What this exercise asks.
(a) From the cooking oil guide, extract word for word the part that begins with the words "Oils high in" and ends with "are smart choices.".
(b) Answer these questions from the cooking oil guide:
(i) About how many calories does a tablespoon of any oil contain?
(ii) How much oil does the guide say to add in a non-stick pan when frying meat for a four-person meal?
(iii) Why should sesame, peanut or walnut oil go into salad dressings rather than be used for cooking?
(c) Write the next part of the cooking oil guide, picking up after its final sentence.

Selected extract.
###

How to choose the best cooking oil
Which type of oil should you use for cooking? Olive? Safflower? Sunflower? Instead of giving up and reaching for the butter, use our guide to help you choose a healthy cooking oil that also tastes great. Remember that all oils have about 120 calories per tablespoon (you could eat two apples for that number of calories), so the first rule with cooking oils is to use as little as possible. Oil is fat, and too much fat can contribute to obesity.
Use a non-stick pan to fry meat and add one tablespoon of oil for the equivalent of a four-person meal.
Oils high in monounsaturated fats – such as olive oil or rapeseed oil - may actually be beneficial for your heart and arteries. If you have heart disease or are at high risk for heart disease, these oils are smart choices.
If you're looking for a burst of flavour, choose a stronger oil such as sesame, peanut or walnut. Use these oils in salad dressings instead of cooking, since they burn easily. Peanut and walnut oil also give a mild, nutty flavour to salad dressings when mixed with balsamic or other flavoured vinegar.

###

Entries shown.

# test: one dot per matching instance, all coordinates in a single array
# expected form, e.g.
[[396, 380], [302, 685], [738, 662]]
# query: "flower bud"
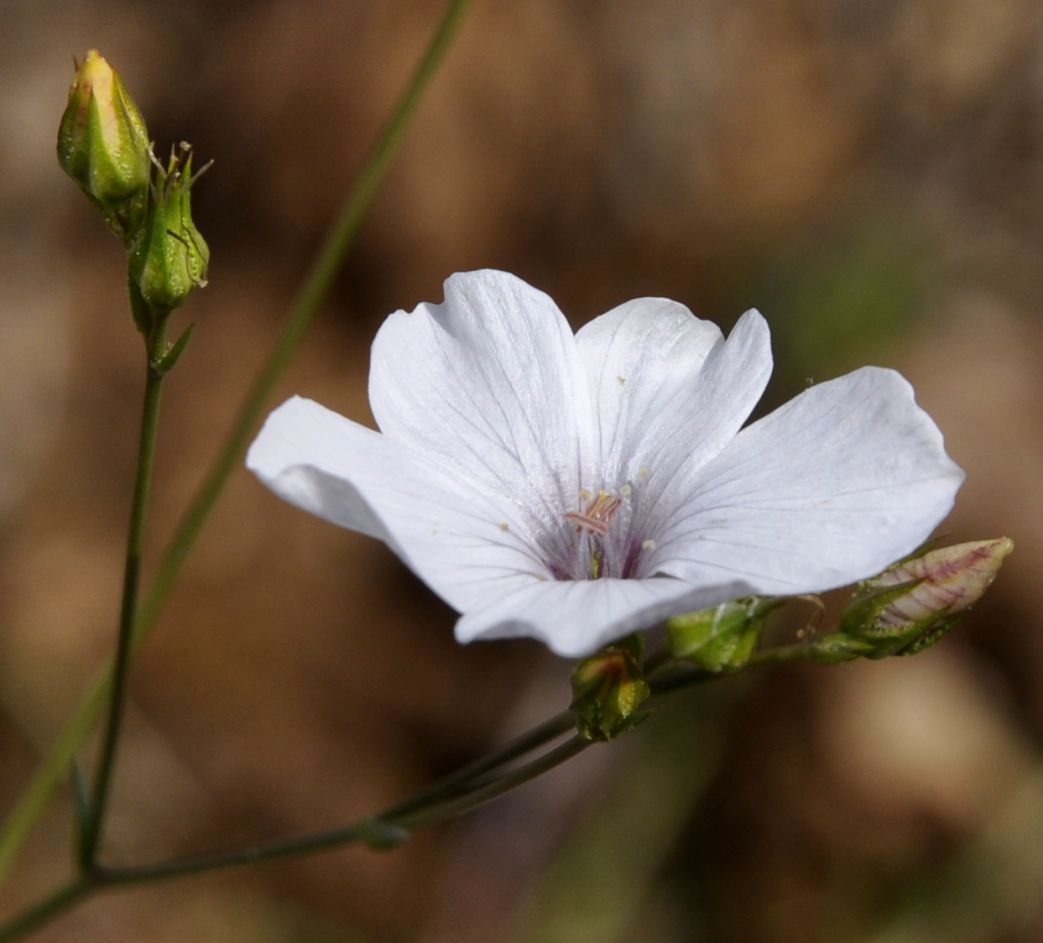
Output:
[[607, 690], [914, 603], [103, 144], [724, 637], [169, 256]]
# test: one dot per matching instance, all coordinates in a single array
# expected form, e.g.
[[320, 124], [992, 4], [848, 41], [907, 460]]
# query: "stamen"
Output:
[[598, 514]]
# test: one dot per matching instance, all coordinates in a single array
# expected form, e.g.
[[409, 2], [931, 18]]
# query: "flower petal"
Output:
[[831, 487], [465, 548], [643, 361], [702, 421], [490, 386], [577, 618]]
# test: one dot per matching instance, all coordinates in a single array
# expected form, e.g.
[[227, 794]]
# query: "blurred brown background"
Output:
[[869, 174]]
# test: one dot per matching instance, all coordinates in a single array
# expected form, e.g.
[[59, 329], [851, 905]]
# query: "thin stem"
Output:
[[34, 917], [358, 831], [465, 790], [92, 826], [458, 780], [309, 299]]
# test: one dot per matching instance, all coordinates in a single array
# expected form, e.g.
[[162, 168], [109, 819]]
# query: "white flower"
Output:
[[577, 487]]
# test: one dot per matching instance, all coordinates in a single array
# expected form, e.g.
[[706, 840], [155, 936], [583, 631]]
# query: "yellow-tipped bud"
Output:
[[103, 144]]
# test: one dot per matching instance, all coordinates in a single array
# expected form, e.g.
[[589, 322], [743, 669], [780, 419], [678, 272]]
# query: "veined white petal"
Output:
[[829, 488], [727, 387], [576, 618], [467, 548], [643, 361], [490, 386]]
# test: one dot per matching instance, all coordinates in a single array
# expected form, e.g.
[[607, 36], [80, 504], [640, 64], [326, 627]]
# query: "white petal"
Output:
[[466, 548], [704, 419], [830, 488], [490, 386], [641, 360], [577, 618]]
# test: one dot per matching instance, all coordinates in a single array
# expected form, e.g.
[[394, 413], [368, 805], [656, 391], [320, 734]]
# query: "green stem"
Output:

###

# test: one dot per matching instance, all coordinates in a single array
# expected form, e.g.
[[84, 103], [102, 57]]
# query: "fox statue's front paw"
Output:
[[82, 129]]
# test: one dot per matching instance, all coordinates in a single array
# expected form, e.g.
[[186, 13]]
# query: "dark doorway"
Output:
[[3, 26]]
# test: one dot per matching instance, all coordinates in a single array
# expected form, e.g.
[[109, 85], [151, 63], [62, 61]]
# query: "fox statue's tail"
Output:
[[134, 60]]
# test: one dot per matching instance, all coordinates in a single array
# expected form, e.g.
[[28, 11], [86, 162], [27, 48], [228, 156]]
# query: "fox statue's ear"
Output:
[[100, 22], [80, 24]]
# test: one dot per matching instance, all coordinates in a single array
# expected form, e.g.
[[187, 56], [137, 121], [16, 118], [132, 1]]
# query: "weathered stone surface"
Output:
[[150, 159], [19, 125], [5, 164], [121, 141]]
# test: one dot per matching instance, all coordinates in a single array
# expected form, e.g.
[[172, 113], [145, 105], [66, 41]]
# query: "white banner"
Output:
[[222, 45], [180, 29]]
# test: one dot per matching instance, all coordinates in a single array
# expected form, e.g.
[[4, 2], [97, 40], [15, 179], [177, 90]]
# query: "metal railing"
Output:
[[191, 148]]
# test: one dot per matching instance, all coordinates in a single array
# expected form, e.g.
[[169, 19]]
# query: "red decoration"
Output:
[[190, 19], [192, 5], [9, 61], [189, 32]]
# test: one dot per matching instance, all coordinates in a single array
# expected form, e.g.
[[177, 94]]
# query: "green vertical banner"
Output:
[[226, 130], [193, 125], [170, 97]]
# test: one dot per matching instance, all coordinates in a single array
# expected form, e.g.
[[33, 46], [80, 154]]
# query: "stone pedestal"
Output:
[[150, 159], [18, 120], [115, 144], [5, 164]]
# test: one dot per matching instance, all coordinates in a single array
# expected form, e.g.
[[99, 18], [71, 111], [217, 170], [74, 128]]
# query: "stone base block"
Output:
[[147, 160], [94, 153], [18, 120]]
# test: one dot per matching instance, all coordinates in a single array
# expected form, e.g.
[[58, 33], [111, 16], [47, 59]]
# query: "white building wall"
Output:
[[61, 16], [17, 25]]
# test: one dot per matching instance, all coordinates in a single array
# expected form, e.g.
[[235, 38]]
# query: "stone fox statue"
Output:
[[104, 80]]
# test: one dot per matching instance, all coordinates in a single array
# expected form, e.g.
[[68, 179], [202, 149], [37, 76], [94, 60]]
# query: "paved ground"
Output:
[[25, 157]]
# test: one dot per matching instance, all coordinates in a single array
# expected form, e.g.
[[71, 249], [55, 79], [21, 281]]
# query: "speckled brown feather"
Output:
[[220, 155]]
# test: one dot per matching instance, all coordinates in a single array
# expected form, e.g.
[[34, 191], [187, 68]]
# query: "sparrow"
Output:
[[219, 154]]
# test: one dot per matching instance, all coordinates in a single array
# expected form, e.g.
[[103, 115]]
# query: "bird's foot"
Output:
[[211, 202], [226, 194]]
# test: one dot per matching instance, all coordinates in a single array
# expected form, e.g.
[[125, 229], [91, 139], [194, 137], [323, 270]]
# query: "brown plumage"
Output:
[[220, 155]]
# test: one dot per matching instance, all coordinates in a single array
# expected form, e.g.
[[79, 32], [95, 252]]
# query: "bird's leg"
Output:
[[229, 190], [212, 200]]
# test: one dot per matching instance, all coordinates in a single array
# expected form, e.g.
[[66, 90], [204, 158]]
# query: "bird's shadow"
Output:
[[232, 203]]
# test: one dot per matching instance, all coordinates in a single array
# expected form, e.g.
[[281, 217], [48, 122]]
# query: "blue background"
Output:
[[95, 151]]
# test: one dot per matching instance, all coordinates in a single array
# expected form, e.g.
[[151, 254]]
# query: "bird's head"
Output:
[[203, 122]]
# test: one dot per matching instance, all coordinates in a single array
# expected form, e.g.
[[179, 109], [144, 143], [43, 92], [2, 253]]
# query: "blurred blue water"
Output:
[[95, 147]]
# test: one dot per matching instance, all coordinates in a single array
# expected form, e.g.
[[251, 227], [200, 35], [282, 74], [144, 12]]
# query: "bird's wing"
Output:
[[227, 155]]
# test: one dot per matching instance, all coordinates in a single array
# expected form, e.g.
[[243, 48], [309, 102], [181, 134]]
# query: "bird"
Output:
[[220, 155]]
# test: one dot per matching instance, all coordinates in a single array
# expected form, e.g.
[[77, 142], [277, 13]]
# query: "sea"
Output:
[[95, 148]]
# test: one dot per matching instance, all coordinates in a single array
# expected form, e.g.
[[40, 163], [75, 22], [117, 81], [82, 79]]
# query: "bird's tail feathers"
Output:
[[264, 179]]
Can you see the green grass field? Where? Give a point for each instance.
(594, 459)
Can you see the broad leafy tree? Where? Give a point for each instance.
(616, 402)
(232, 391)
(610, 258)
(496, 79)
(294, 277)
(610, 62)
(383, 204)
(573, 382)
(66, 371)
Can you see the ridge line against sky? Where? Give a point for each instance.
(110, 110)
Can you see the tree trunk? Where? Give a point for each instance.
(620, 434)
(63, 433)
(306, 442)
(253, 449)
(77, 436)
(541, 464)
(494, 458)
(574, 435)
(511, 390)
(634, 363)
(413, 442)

###

Answers to the exercise.
(a)
Oils high in monounsaturated fats – such as olive oil or rapeseed oil - may actually be beneficial for your heart and arteries. If you have heart disease or are at high risk for heart disease, these oils are smart choices.

(b)
(i) About 120 calories.
(ii) One tablespoon.
(iii) They burn easily.

(c)
Corn, safflower and sunflower oils are high in polyunsaturated fats, which are good for you, but should still be used sparingly.
Boost your omega-3 fatty acid intake by choosing walnut oil. Omega-3 fatty acids are found in fatty fish such as salmon, trout and mackerel and are important for maintaining a healthy cardiovascular system.
If you're looking for a cooking oil to fry foods, choose one that won't burn quickly. Corn, safflower and soya oils are excellent choices. Remember that fried foods absorb quite a bit of the oil they are cooked in and therefore are much higher in calories and fat.